### SUPPLIED INFORMATION ###
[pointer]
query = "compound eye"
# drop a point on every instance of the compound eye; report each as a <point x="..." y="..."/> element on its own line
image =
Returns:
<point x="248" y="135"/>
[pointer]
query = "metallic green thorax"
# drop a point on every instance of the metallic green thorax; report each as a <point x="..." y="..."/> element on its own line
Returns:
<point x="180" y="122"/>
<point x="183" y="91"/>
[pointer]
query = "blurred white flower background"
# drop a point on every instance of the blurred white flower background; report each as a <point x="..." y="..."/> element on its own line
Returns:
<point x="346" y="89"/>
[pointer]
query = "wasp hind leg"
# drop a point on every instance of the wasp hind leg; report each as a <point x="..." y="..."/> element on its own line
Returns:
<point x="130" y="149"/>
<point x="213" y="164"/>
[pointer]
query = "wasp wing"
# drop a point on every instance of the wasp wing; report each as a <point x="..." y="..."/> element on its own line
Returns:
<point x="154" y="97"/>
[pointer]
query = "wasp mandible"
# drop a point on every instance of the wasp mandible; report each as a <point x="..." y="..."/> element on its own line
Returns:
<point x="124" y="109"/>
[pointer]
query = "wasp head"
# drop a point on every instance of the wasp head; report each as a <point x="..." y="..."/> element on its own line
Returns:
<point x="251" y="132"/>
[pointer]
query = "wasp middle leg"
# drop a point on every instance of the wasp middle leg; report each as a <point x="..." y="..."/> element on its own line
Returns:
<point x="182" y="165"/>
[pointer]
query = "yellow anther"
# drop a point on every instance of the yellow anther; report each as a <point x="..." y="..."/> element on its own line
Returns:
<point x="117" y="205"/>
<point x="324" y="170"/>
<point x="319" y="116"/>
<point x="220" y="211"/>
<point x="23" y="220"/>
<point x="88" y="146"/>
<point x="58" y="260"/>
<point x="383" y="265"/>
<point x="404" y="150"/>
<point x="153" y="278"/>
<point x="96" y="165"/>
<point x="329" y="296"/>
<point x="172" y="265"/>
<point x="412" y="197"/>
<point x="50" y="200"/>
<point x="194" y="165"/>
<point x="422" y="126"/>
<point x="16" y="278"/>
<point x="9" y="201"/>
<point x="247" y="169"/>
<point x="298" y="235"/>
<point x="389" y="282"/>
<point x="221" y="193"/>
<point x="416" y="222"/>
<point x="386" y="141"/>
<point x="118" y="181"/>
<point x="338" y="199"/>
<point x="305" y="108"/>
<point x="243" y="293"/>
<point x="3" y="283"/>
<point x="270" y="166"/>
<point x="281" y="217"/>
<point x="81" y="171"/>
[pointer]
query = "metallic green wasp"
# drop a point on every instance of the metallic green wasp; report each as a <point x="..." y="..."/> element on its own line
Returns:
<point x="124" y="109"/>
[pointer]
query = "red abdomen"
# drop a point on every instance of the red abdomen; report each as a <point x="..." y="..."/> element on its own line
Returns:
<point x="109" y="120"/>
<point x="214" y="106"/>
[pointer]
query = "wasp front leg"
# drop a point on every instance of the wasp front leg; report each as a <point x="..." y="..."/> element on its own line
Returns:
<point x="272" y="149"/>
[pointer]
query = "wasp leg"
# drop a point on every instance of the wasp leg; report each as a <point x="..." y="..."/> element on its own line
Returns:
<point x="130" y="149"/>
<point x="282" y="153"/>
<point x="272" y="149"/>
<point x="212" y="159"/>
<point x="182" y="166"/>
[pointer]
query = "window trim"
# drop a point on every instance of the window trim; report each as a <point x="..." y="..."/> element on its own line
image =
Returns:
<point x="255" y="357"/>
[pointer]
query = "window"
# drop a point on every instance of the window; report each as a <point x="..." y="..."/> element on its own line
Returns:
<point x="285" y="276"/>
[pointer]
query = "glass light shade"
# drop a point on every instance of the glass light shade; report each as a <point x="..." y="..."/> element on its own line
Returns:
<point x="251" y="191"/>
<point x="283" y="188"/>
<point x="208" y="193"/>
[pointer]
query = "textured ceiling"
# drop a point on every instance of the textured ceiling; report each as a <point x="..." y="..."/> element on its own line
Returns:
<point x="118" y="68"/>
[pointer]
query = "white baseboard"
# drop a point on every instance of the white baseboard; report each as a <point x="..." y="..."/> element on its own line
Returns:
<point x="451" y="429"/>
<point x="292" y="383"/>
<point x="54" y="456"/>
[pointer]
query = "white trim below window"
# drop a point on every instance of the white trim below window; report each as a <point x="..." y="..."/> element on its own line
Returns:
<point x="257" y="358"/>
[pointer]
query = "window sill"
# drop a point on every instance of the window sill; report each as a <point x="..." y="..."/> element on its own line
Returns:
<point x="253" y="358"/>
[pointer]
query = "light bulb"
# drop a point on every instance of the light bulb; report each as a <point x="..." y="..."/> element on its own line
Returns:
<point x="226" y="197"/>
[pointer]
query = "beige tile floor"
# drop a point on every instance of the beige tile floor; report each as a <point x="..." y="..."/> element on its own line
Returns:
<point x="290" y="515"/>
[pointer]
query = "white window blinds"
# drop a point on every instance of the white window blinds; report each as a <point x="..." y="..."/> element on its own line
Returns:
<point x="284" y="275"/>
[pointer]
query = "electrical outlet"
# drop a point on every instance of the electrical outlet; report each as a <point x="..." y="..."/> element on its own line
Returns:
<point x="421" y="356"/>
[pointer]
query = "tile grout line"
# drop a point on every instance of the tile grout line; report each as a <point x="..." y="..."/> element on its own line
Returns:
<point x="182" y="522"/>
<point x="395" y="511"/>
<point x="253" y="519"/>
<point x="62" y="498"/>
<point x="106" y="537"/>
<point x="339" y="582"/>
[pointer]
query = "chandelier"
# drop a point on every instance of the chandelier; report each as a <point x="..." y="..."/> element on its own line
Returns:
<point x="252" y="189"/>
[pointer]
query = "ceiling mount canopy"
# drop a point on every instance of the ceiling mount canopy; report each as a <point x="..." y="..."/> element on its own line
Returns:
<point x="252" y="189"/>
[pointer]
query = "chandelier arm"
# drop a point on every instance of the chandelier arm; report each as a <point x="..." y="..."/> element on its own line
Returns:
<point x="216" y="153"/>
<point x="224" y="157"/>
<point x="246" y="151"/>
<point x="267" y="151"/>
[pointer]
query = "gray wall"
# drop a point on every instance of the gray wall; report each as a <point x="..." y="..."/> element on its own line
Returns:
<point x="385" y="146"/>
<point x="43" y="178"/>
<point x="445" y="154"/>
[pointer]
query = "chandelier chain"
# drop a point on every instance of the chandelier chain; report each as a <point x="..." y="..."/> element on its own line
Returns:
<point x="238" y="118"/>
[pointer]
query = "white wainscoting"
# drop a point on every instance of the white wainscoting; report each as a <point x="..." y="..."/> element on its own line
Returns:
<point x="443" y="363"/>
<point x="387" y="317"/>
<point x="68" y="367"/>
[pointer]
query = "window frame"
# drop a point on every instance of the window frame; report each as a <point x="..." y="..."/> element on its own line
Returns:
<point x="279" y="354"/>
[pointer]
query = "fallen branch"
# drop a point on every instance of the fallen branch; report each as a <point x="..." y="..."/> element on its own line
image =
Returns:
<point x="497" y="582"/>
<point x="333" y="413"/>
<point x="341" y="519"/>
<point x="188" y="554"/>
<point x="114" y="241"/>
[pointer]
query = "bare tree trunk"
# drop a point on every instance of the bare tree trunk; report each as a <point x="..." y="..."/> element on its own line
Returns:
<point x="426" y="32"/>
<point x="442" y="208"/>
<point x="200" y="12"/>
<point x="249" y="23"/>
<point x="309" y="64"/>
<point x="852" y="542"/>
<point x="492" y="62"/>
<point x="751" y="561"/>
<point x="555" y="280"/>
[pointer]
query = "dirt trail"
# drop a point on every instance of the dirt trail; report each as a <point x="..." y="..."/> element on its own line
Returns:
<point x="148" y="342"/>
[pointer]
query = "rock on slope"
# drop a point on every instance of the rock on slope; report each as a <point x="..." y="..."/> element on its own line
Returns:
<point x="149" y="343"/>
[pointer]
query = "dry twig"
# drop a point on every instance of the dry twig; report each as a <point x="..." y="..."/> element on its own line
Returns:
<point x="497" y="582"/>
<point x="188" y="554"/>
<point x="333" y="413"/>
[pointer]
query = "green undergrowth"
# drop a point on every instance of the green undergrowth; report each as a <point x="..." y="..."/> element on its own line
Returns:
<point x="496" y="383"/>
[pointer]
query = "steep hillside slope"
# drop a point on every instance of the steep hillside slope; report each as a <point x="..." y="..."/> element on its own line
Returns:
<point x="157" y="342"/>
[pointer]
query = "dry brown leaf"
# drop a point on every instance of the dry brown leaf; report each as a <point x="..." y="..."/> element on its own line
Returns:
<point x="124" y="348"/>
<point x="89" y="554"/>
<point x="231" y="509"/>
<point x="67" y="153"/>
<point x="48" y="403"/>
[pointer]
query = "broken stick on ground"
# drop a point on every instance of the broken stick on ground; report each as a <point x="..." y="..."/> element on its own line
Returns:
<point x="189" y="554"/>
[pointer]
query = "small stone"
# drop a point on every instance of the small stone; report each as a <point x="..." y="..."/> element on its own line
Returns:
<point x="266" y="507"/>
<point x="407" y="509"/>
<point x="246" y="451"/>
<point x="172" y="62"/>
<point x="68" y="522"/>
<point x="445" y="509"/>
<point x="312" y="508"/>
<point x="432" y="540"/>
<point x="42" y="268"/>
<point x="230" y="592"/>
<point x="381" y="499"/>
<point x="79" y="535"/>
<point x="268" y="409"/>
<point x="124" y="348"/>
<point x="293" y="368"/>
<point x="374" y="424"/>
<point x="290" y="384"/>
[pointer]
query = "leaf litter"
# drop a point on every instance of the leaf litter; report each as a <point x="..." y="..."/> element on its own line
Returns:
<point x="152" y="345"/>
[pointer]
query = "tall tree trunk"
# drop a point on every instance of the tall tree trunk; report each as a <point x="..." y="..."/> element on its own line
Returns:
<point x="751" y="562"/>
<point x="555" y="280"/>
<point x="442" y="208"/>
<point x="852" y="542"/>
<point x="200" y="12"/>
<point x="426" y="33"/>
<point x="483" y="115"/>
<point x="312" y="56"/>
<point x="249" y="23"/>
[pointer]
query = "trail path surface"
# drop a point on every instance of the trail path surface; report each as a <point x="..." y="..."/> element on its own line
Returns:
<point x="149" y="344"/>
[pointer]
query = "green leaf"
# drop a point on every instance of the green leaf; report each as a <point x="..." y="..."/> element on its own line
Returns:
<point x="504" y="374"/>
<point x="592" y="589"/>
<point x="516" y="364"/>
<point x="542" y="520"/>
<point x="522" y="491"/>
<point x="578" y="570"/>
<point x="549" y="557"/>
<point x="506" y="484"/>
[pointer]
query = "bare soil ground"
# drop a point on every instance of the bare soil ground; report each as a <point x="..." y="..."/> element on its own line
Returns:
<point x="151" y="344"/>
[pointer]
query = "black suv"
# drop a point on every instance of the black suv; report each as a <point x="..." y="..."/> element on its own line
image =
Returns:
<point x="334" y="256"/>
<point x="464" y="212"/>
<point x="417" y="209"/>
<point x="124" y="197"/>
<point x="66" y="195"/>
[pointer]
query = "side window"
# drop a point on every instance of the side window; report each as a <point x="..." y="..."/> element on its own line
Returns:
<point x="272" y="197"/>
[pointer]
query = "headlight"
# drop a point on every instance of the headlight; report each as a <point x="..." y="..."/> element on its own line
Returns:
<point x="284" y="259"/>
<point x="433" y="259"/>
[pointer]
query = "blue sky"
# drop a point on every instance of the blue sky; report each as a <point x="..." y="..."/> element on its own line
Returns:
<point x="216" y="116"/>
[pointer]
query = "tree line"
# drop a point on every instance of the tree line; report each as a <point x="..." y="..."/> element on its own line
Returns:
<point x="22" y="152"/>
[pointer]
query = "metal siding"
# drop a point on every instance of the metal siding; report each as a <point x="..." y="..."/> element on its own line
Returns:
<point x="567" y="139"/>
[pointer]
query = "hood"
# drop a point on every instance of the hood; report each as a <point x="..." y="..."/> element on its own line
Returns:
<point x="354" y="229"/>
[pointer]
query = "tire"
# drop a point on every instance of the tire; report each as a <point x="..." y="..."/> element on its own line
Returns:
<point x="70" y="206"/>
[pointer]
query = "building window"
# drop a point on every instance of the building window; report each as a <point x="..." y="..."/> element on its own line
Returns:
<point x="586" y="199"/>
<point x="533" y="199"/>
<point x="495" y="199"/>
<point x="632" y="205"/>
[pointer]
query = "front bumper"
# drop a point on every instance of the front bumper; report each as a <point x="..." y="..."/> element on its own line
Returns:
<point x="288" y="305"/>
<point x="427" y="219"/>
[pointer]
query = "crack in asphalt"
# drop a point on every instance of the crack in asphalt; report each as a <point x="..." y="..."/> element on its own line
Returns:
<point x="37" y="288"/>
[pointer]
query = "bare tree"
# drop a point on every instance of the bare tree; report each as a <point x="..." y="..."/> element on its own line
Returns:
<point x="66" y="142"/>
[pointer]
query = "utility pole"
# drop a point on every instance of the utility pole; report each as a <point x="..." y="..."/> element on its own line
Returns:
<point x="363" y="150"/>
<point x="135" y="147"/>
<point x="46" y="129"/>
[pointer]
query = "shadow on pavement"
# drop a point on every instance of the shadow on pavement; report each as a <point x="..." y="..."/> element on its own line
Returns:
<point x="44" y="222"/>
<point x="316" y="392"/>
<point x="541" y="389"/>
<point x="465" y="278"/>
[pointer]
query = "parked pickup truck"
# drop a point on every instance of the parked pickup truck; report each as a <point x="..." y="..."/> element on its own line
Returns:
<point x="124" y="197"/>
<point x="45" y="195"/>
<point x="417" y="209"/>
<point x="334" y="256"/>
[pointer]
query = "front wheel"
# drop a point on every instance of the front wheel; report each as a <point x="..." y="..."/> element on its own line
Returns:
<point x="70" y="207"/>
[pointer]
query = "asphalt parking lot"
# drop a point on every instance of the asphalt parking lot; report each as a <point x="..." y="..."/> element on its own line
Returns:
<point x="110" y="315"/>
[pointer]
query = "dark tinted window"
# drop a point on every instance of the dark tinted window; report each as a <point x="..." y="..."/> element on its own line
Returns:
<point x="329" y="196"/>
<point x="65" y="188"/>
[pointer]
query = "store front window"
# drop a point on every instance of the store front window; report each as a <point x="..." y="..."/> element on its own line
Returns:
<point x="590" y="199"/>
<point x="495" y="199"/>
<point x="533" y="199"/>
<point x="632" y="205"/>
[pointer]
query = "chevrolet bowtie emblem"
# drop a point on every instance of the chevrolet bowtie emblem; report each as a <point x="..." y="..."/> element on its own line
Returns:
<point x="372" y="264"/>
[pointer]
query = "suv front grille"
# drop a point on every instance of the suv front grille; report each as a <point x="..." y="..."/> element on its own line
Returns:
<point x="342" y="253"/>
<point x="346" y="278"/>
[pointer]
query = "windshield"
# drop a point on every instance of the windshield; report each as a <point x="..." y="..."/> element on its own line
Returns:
###
• STATED GOAL: Please tally the lines of the data above that contain the string "grille", treating case as significant, and give only the number.

• RESULT OF THE EXERCISE: 2